Entries taken from a collection:
[START]
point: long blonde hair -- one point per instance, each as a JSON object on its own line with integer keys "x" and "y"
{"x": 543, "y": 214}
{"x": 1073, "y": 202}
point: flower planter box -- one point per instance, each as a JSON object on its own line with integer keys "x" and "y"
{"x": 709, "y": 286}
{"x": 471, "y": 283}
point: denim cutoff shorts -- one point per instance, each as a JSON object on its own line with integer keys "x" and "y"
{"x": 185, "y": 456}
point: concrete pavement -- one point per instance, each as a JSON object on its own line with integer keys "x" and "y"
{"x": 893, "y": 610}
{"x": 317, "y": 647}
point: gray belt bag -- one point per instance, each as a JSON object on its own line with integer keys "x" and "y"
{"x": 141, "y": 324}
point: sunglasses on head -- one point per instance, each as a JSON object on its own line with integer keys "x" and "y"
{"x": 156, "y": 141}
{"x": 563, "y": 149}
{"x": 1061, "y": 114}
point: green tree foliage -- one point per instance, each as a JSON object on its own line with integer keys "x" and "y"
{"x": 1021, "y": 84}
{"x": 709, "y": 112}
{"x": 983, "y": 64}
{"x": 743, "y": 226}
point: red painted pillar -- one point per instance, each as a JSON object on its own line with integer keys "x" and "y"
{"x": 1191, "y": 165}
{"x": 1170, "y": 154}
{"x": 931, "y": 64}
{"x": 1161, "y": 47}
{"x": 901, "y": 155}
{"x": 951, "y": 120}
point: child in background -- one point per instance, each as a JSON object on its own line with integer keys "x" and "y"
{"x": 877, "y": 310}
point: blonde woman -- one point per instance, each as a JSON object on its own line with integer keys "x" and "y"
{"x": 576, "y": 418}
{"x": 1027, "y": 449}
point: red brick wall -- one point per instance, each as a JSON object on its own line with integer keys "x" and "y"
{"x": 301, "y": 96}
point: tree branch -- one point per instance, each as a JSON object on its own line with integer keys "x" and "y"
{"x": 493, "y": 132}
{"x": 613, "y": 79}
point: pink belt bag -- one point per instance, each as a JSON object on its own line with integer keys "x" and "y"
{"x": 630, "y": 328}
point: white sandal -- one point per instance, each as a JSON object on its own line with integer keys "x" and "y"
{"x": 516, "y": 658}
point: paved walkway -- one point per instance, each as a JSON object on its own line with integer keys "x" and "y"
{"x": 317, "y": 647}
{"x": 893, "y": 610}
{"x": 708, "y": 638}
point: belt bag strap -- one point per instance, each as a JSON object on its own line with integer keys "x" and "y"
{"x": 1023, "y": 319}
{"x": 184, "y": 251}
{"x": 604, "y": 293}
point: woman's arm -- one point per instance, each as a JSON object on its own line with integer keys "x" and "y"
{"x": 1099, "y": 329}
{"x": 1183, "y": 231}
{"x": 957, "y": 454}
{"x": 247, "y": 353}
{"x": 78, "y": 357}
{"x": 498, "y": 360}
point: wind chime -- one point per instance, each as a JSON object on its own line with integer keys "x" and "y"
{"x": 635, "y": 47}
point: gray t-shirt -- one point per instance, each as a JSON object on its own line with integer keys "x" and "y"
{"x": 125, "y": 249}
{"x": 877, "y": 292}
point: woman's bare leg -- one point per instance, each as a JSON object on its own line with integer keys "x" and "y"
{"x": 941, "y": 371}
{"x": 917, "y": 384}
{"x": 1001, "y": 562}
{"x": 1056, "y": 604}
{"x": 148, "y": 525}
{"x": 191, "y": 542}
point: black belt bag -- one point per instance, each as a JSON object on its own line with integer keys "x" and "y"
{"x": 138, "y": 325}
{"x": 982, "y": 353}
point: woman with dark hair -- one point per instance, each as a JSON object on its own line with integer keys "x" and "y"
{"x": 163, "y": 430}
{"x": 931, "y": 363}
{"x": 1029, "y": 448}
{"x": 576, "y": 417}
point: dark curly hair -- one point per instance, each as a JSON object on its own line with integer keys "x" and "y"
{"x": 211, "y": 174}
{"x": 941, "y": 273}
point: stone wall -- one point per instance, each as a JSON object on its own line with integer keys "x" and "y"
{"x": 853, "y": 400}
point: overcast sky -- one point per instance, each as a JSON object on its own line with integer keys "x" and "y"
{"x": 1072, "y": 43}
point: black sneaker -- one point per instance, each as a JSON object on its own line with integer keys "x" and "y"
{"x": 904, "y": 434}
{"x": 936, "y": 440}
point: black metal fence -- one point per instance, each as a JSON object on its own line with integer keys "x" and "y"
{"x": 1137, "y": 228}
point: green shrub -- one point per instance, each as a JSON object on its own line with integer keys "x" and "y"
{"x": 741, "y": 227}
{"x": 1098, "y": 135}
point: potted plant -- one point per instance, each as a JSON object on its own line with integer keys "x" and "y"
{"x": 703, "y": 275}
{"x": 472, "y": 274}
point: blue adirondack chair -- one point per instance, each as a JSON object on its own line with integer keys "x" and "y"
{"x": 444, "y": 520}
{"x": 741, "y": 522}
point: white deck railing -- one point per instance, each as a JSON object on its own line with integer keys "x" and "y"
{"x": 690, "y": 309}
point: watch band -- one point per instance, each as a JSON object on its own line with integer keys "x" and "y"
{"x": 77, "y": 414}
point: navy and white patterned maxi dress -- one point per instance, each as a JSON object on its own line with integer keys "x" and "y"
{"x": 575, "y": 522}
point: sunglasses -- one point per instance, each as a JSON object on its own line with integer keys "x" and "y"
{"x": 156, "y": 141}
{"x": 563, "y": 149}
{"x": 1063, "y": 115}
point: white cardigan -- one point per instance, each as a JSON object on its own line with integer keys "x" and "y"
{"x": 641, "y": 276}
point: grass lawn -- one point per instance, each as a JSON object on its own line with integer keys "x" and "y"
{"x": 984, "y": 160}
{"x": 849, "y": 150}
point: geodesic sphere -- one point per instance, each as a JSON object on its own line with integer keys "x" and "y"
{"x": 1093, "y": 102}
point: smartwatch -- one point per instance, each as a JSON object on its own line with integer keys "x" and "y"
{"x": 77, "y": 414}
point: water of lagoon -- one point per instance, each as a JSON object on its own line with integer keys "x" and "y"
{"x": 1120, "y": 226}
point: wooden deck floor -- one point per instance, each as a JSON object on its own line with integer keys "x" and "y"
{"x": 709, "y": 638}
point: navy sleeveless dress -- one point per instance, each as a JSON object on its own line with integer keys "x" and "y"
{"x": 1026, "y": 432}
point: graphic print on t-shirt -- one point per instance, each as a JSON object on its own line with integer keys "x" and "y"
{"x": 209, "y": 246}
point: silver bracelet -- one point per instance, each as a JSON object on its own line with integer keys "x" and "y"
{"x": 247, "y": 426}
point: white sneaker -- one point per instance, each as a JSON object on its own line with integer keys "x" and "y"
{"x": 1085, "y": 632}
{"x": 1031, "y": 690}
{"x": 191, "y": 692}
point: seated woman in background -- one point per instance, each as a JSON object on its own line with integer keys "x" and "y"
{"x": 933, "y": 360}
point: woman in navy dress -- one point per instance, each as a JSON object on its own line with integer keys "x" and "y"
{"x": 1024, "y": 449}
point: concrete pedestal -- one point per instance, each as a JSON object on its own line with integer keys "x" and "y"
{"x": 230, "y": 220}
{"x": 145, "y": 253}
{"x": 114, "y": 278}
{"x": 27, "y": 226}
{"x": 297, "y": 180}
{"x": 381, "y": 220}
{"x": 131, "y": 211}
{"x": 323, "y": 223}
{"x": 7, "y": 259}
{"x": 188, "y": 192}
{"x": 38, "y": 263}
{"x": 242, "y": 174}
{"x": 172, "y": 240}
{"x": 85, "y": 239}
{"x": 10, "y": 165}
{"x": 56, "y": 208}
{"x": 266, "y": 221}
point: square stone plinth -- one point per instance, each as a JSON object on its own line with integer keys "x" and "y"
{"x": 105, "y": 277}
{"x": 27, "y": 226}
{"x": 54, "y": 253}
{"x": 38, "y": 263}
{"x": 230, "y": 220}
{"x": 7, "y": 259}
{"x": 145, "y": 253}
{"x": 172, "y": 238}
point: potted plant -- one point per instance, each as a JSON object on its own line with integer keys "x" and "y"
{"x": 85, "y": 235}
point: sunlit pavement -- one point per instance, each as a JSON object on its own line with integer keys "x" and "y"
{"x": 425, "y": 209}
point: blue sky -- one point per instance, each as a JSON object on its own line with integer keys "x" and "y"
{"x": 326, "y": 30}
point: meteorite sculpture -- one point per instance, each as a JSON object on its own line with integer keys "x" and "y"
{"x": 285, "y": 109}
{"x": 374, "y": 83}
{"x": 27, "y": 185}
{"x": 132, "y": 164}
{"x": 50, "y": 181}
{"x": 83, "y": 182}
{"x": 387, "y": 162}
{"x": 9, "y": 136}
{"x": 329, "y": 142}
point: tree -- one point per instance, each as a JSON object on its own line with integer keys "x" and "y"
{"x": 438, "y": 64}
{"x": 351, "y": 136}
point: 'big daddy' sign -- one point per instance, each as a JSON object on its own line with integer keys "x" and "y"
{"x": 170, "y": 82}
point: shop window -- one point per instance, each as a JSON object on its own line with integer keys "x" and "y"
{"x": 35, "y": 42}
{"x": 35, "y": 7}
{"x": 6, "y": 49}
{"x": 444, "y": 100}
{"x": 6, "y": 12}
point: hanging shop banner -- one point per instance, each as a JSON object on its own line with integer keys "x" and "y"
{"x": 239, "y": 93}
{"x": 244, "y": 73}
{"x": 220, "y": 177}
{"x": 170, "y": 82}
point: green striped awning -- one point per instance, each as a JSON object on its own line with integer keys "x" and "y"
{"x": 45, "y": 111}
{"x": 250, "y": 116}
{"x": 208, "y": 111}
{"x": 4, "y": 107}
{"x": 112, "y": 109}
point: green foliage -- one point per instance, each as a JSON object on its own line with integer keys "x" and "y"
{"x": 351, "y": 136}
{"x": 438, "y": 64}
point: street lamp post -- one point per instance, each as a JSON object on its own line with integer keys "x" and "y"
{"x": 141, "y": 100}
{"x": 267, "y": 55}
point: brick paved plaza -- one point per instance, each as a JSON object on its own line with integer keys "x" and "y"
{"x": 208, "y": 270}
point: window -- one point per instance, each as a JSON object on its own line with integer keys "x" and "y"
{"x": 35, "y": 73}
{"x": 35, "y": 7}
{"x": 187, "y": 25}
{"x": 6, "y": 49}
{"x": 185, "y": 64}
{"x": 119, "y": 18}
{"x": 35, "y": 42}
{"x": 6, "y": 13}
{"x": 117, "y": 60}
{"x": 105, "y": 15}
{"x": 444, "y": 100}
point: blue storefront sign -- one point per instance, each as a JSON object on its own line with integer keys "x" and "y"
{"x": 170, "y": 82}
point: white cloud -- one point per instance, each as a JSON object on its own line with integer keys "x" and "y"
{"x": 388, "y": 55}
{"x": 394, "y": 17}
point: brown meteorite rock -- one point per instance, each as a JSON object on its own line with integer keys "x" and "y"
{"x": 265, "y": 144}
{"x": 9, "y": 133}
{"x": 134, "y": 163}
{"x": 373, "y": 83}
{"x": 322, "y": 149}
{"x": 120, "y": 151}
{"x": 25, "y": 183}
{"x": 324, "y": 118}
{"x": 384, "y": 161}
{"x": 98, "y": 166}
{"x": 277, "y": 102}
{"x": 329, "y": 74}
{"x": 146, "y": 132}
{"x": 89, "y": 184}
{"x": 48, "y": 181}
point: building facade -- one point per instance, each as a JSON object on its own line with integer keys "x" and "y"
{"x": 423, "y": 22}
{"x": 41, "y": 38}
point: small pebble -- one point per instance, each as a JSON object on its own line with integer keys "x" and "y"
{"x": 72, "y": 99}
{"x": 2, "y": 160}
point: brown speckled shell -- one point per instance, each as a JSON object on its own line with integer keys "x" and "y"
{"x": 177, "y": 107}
[END]
| What to produce |
Repeat exactly, and only, the lines from the line containing "point: green foliage" through the last line of the records above, both included.

| Solution to the problem |
point: green foliage -- one point per instance, each as a JSON object on its own line with integer keys "x" and "y"
{"x": 351, "y": 136}
{"x": 438, "y": 64}
point: street lamp post -- one point per instance, each as a JSON object on its own line with integer keys "x" and "y"
{"x": 141, "y": 100}
{"x": 267, "y": 55}
point: brick paved plaza -- one point per instance, each as a JSON object on its own line with integer keys "x" and "y"
{"x": 208, "y": 270}
point: window -- one point per instance, each as a JSON object on its own line with integer keys "x" and "y"
{"x": 35, "y": 73}
{"x": 35, "y": 7}
{"x": 187, "y": 25}
{"x": 6, "y": 49}
{"x": 185, "y": 64}
{"x": 119, "y": 18}
{"x": 35, "y": 42}
{"x": 6, "y": 13}
{"x": 117, "y": 60}
{"x": 105, "y": 15}
{"x": 444, "y": 100}
point: blue storefront sign -- one point per instance, each as a JSON object on its own line with integer keys "x" and "y"
{"x": 170, "y": 82}
point: white cloud -- one point per instance, each as a JSON object on its own line with integer keys "x" and "y"
{"x": 388, "y": 55}
{"x": 394, "y": 17}
point: brown meteorite rock -- one point per instance, each as a JSON object on its own line with integer keys "x" and "y"
{"x": 265, "y": 144}
{"x": 9, "y": 133}
{"x": 134, "y": 163}
{"x": 373, "y": 83}
{"x": 322, "y": 149}
{"x": 120, "y": 151}
{"x": 25, "y": 183}
{"x": 324, "y": 118}
{"x": 384, "y": 161}
{"x": 98, "y": 166}
{"x": 277, "y": 102}
{"x": 329, "y": 74}
{"x": 146, "y": 132}
{"x": 89, "y": 184}
{"x": 48, "y": 181}
point: building facade -- one point per instance, each as a JSON object on its own line with integer keys "x" and "y"
{"x": 423, "y": 22}
{"x": 41, "y": 38}
point: small pebble -- one point per instance, each as a JSON object on its own line with integer keys "x" and "y"
{"x": 72, "y": 99}
{"x": 2, "y": 160}
point: brown speckled shell -- one point per instance, each as a JSON object on its own line with integer keys "x" and "y"
{"x": 177, "y": 107}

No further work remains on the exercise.